* _Passage provided_:
________________________

Designers at a whiteboard planning UX app development

Legal Requirements (aka “doing the bare minimum”)

Your organization has a legal responsibility to maintain an accessible website and digital resources, promote awareness and clarity about compliance, and work towards compliance. By making sure that teams within your organization study, understand, and follow international and local laws, you can at least do the bare minimum.

Different countries have various accessibility rules and regulations in place that protect the rights of people with disabilities, and failure to comply may put your organization in legal jeopardy.

In the United States, the following federal regulations govern accessibility:

  • Website-specific accessibility regulations fall under Title III of the Americans with Disabilities Act (ADA), which states that all areas of public accommodation must provide equal access to information and services for everyone.
  • Section 508 of the Rehabilitation Act of 1973 (29 U.S.C § 794 d) requires federal agencies in the United States to ensure that their electronic and information technology – including websites, web applications, software, and digital documents – is accessible to everyone, whether employees or members of the public. Although Section 508 applies only to federal agencies and federally funded programs in the United States, many global companies and organizations aim to be Section 508 compliant, too.
  • The Voluntary Product Accessibility Template (VPAT) is a document which evaluates how accessible a particular product is according to the Section 508 Standards. It is a self-disclosing document that discloses how accessible your organization’s product or services are for people with disabilities. Universities/colleges in the U.S. must comply with ADA by way of the VPAT. Read about challenges related to VPAT.
  • The Twenty-First Century Communications and Video Accessibility Act (CVAA) is intended to ensure that “accessibility laws enacted in the 1980s and 1990s are brought up to date with 21st-century technologies.”
  • The Chafee Amendment of 1996 established a limitation on the exclusive rights of copyrighted works, allowing authorized entities to “to reproduce or to distribute copies or phonorecords of a previously published, nondramatic literary work if such copies or phonorecords are reproduced or distributed in specialized formats exclusively for use by blind or other persons with disabilities.”

In the European Union, the European Accessibility Act (2019), which enters into force on June 28, 2025, will require publishers who plan to offer digital products in the European Union to adjust their workflows. Read more about how the European Accessibility Act pertains to the publishing industry.

While many nations have different accessibility requirements for government agencies and private entities, many other international web accessibility laws are currently based on the Web Content Accessibility Guidelines (WCAG)published by the World Wide Web Consortium (W3C). The WCAG is the consensus standard for digital accessibility. Many countries require conformance with a recent version of WCAG.

________________________

* _Entries shown_:
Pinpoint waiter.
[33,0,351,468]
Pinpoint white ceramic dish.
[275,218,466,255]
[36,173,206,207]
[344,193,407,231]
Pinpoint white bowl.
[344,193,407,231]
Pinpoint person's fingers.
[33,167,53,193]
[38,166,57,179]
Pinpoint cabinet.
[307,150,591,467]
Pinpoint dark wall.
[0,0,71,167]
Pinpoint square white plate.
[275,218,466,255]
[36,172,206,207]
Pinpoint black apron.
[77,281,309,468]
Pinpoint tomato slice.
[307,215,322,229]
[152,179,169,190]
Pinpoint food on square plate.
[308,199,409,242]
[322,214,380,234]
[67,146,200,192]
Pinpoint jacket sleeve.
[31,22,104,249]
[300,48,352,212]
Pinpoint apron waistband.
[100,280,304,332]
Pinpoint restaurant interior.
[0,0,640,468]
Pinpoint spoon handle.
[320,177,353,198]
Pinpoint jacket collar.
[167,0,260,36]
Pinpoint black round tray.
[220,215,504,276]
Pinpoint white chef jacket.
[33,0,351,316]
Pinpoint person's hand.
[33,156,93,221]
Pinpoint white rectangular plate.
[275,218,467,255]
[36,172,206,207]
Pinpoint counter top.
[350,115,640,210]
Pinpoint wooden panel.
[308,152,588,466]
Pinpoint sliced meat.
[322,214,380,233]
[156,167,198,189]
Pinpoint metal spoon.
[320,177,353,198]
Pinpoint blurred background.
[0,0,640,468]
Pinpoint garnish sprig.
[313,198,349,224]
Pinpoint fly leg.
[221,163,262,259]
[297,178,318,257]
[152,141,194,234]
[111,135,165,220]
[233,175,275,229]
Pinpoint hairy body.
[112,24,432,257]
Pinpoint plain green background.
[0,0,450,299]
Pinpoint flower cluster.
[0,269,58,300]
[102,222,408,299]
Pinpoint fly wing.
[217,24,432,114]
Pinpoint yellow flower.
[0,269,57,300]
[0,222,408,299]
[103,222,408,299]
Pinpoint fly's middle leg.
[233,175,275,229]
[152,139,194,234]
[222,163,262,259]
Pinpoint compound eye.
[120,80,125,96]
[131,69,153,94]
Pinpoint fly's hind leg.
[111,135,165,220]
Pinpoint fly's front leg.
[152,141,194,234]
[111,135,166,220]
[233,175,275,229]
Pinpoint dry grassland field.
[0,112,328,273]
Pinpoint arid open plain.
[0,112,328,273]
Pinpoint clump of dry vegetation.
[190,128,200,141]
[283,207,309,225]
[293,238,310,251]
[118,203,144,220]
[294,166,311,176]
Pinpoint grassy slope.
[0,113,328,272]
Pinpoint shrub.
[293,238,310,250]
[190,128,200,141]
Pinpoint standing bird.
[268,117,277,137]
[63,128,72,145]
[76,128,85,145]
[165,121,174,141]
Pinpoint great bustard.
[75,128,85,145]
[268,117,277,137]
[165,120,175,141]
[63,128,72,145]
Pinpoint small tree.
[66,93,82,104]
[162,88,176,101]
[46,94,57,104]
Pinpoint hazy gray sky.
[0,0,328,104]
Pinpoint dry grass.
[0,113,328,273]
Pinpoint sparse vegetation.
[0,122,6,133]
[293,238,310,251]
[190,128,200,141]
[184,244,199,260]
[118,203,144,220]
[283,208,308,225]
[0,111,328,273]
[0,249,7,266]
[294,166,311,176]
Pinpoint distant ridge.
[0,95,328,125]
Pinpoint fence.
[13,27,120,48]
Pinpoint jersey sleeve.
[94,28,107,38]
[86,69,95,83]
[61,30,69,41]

________________________

* _Problem set_:
• a. In the records, from the first line through the line containing "[222,163,262,259]", change "fly" to "insect" and give that stretch again with nothing else altered.
• b. Continue the text on legal requirements for web accessibility from where it stops.

* _Expected answers_:
• a.
Pinpoint waiter.
[33,0,351,468]
Pinpoint white ceramic dish.
[275,218,466,255]
[36,173,206,207]
[344,193,407,231]
Pinpoint white bowl.
[344,193,407,231]
Pinpoint person's fingers.
[33,167,53,193]
[38,166,57,179]
Pinpoint cabinet.
[307,150,591,467]
Pinpoint dark wall.
[0,0,71,167]
Pinpoint square white plate.
[275,218,466,255]
[36,172,206,207]
Pinpoint black apron.
[77,281,309,468]
Pinpoint tomato slice.
[307,215,322,229]
[152,179,169,190]
Pinpoint food on square plate.
[308,199,409,242]
[322,214,380,234]
[67,146,200,192]
Pinpoint jacket sleeve.
[31,22,104,249]
[300,48,352,212]
Pinpoint apron waistband.
[100,280,304,332]
Pinpoint restaurant interior.
[0,0,640,468]
Pinpoint spoon handle.
[320,177,353,198]
Pinpoint jacket collar.
[167,0,260,36]
Pinpoint black round tray.
[220,215,504,276]
Pinpoint white chef jacket.
[33,0,351,316]
Pinpoint person's hand.
[33,156,93,221]
Pinpoint white rectangular plate.
[275,218,467,255]
[36,172,206,207]
Pinpoint counter top.
[350,115,640,210]
Pinpoint wooden panel.
[308,152,588,466]
Pinpoint sliced meat.
[322,214,380,233]
[156,167,198,189]
Pinpoint metal spoon.
[320,177,353,198]
Pinpoint blurred background.
[0,0,640,468]
Pinpoint garnish sprig.
[313,198,349,224]
Pinpoint insect leg.
[221,163,262,259]
[297,178,318,257]
[152,141,194,234]
[111,135,165,220]
[233,175,275,229]
Pinpoint hairy body.
[112,24,432,257]
Pinpoint plain green background.
[0,0,450,299]
Pinpoint flower cluster.
[0,269,58,300]
[102,222,408,299]
Pinpoint insect wing.
[217,24,432,114]
Pinpoint yellow flower.
[0,269,57,300]
[0,222,408,299]
[103,222,408,299]
Pinpoint insect's middle leg.
[233,175,275,229]
[152,139,194,234]
[222,163,262,259]

• b.
As a result of these regulations, new initiatives are taking place. For example, Crossref is working on updates for DOI links by aligning their guidelines with the new W3C recommendations and the European Accessibility Act, explaining that “beginning in 2025, the changes will be required for landing pages of newly registered content (and strongly recommended for existing registered content).”

For publishers, it is also important to be up to date with the following:

Furthermore, the 17 goals of the 2030 Agenda for Sustainable Development contain explicit references to persons with disabilities (Sustainable Development Goal 4, SDG 8, SDG 10, SDG 11, and SDG 17), which will bring additional focus to the topic of accessibility.

Recurring Accessibility Audit

There are a couple of routes your organization can take to advance digital accessibility:

  • Hire a service that can do the work for you
  • Use internal resources
  • A hybrid version of 1 and 2.

Whatever option you choose, an essential prerequisite to success in improving accessibility is to first assess the current status of your organization.

Sarah Hiderley’s “Accessible Publishing Best Practice Guidelines for Publishers, published as part of the Enabling Technologies Framework project funded by the World Intellectual Property Organization (WIPO), presents guidelines for how to conduct an Accessibility Audit. Here are some of the recommended actions:

  • “Conduct an in-house survey to assess company awareness about accessibility issues and how much your publishing staff understand what it means to create ‘accessible products’.”
  • “Conduct an assessment of your products overall – make sure you have a full understanding of your product type and the various formats that you offer as a company, both yourselves and through others”. In the document, Hiderley lists questions you may want to include in the survey.
  • “Assess your production workflows in and out of the house.”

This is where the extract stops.